__Task statement__: Your response needs to be the data below, retyped exactly.

__Task inputs__:
>>
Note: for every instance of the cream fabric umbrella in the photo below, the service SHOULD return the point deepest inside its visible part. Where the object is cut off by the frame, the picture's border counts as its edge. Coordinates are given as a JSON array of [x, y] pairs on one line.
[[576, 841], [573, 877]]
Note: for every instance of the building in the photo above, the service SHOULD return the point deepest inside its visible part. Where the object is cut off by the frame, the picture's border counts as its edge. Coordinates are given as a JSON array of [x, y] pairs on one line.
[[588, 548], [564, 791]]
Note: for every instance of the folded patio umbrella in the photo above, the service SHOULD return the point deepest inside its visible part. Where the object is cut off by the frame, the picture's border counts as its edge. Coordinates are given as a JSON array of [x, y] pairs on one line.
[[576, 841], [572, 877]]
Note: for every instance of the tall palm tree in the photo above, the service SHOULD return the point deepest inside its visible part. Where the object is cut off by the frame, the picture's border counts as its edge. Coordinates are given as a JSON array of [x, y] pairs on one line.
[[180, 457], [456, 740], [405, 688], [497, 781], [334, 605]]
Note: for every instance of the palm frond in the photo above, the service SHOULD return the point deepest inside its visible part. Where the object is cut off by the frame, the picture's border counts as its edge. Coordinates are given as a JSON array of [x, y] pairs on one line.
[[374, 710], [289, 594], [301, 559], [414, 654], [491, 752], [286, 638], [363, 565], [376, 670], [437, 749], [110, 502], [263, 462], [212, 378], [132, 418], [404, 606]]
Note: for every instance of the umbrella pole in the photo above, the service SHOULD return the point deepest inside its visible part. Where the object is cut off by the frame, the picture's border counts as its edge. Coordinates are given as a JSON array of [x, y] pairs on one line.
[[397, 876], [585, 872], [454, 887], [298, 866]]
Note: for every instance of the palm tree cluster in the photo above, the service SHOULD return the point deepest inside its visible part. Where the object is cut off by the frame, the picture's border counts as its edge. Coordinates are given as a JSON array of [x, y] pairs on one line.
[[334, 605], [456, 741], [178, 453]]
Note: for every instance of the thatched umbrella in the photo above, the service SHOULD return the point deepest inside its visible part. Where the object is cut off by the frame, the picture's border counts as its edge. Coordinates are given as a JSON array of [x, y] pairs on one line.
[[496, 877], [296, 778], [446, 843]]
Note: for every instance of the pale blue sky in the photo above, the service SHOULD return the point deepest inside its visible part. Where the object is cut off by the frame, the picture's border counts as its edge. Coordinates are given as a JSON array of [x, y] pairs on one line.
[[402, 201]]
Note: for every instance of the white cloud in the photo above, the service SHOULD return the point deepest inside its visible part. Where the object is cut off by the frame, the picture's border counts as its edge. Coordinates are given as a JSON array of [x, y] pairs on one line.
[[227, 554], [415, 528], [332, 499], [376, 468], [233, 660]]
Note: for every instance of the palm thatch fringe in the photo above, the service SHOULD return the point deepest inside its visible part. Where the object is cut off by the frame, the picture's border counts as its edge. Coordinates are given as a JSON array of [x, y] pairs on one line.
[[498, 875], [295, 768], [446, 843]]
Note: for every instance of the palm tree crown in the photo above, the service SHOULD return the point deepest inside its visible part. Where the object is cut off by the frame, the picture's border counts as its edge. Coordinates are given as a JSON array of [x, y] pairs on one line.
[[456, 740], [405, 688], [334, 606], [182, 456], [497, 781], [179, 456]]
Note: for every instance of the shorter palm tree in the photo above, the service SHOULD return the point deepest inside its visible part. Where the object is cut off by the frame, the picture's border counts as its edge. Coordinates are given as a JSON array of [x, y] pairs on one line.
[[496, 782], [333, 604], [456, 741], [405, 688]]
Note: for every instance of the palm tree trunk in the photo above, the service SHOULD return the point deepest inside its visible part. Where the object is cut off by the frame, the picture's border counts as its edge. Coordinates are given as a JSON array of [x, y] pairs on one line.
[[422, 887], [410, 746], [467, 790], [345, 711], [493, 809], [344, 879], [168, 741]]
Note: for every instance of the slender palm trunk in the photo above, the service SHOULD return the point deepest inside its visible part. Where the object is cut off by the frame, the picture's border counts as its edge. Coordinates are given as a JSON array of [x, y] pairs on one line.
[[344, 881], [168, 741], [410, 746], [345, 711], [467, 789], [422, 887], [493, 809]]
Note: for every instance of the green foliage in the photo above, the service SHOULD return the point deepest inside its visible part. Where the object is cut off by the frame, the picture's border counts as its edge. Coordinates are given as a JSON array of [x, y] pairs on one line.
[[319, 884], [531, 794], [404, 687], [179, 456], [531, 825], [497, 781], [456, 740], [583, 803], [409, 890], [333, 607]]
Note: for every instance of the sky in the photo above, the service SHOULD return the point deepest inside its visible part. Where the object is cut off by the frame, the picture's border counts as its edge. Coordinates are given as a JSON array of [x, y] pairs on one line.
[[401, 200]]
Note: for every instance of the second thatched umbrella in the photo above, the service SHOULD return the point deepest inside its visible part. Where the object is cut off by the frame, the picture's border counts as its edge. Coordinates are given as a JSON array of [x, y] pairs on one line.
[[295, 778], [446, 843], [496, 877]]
<<
__Output for this exercise__:
Note: for every instance of the cream fabric umbrella in the photo below, the service SHOULD return the point deepest inside its visible part. Where the object is cut off by the frame, the picture's border counts as its edge. Coordinates are given as a JSON array of [x, y] pairs on one line.
[[576, 841], [573, 877]]
Note: for every instance of the building in the photo above, the service SHOULD return the point deepest inside its visible part. Where the object is cut off by the frame, the picture's border counts as its edge. Coordinates are given as a JSON array of [x, y] pairs on one line.
[[588, 548], [564, 791]]
Note: for every instance of the folded patio umbrella in the photo above, the service SHOULD return the point deepest inside its visible part. Where the object is cut off by the frame, the picture's border counts as its edge. Coordinates are given as a JSON array of [x, y] pairs on one line.
[[576, 841], [572, 877]]
Note: for every instance of the tall palm tree in the photo above, the service SHOULD return the point deepest inside its visible part. Where the object is cut off by the frame, the picture's border counts as its edge. Coordinates are given as a JSON array of [x, y] pairs on one line.
[[180, 457], [456, 740], [405, 688], [497, 781], [334, 605]]
Note: for every instance of the palm frond in the photo above, the service SHOULD return the point deepest inside its visible part. Where the object is cut off by the frame, the picture's border counts as its edge. Coordinates are given as a JSON array of [x, y] pairs on one line.
[[374, 710], [289, 594], [301, 559], [414, 654], [491, 752], [286, 638], [363, 565], [376, 670], [437, 749], [110, 502], [263, 462], [212, 378], [132, 418], [404, 606]]
Note: for every instance of the umbrella pole in the photo above, the service SHOULD return the point deepest inside its visible part. Where the object is cut off by the frame, the picture's border counts as its edge. Coordinates are given as a JSON array of [x, y] pairs on one line.
[[397, 876], [585, 872], [454, 887], [298, 866]]
Note: for every instance of the palm tree cluster in the photo above, the service SHOULD return the point deepest inside its visible part. Where the object is cut off by the frame, the picture's border counts as its edge. Coordinates are given as a JSON array of [x, y] pairs on one line.
[[334, 605], [456, 741], [178, 453]]
Note: for every instance of the thatched umbrella in the photo above, the service SHOULD return the point deepest inside its visible part. Where the object is cut off by the frame, the picture's border counts as its edge. Coordinates are given as a JSON array of [x, y] pairs on one line.
[[496, 877], [296, 778], [446, 843]]
Note: for every instance of the pale blue sky in the photo above, the service SHOULD return the point deepest inside its visible part. Where the object is cut off by the frame, the picture's border counts as its edge. Coordinates are given as a JSON array of [x, y] pairs on one line.
[[402, 201]]
Note: for every instance of the white cloud in the photo above, the service SHOULD return the point deepest inside its visible part. Where the object is cut off by the frame, the picture's border counts as its edge. Coordinates are given as a JSON array of [x, y] pairs on one line.
[[227, 554], [415, 528], [332, 499], [376, 468], [233, 660]]
Note: for every instance of the palm thatch fringe in the photo above, the service SHOULD return the point deepest inside its visible part. Where the object is cut off by the frame, the picture's border counts as its edge. Coordinates are given as a JSON array of [x, y] pairs on one line.
[[498, 875], [295, 768], [446, 843]]
Note: for every instance of the palm tree crown in the photo above, the service SHOULD return the point deepest inside its visible part. Where the object is cut off by the frame, the picture's border counts as its edge. Coordinates are given as a JSON array of [x, y] pairs on one line.
[[456, 740], [405, 688], [334, 606], [182, 456], [497, 781], [179, 456]]
Note: for every instance of the shorter palm tree in the photo above, the service SHOULD return the point deepest inside its visible part. Where the object is cut off by the frame, the picture's border counts as its edge. Coordinates are given as a JSON array of [x, y] pairs on one line.
[[496, 782], [333, 604], [456, 741], [405, 688]]
Note: for every instance of the palm tree trunk in the photo above, the service SHOULD return the point deepest inside its visible part. Where the object is cut off by the frame, the picture's border counts as its edge. Coordinates are given as a JSON array of [x, y] pairs on one line.
[[422, 887], [410, 746], [467, 790], [345, 711], [493, 809], [344, 879], [168, 741]]
Note: for every instance of the slender palm trunk in the photo above, the service SHOULD return the point deepest inside its visible part. Where the object is cut off by the frame, the picture's border counts as its edge. Coordinates are given as a JSON array of [x, y] pairs on one line.
[[344, 881], [168, 741], [410, 746], [345, 711], [467, 789], [422, 887], [493, 809]]
Note: for every instance of the green foliage in the photo above, the service SHOULD return the point deepest inside its visible part. Where the object is cut off by the frame, the picture's border counts as its edge. Coordinates are given as a JSON array of [x, y] pairs on one line.
[[319, 884], [531, 794], [404, 687], [179, 456], [531, 825], [497, 781], [456, 740], [583, 803], [409, 890], [333, 607]]
Note: for every instance of the sky in the photo above, the service SHOULD return the point deepest inside its visible part. Where the object is cut off by the frame, the picture's border counts as its edge. Coordinates are given as a JSON array of [x, y] pairs on one line.
[[401, 200]]
Note: for every instance of the second thatched umbrella in the photo above, the service SHOULD return the point deepest inside its visible part. Where the object is cut off by the frame, the picture's border counts as its edge. Coordinates are given as a JSON array of [x, y] pairs on one line.
[[295, 778], [446, 843], [496, 877]]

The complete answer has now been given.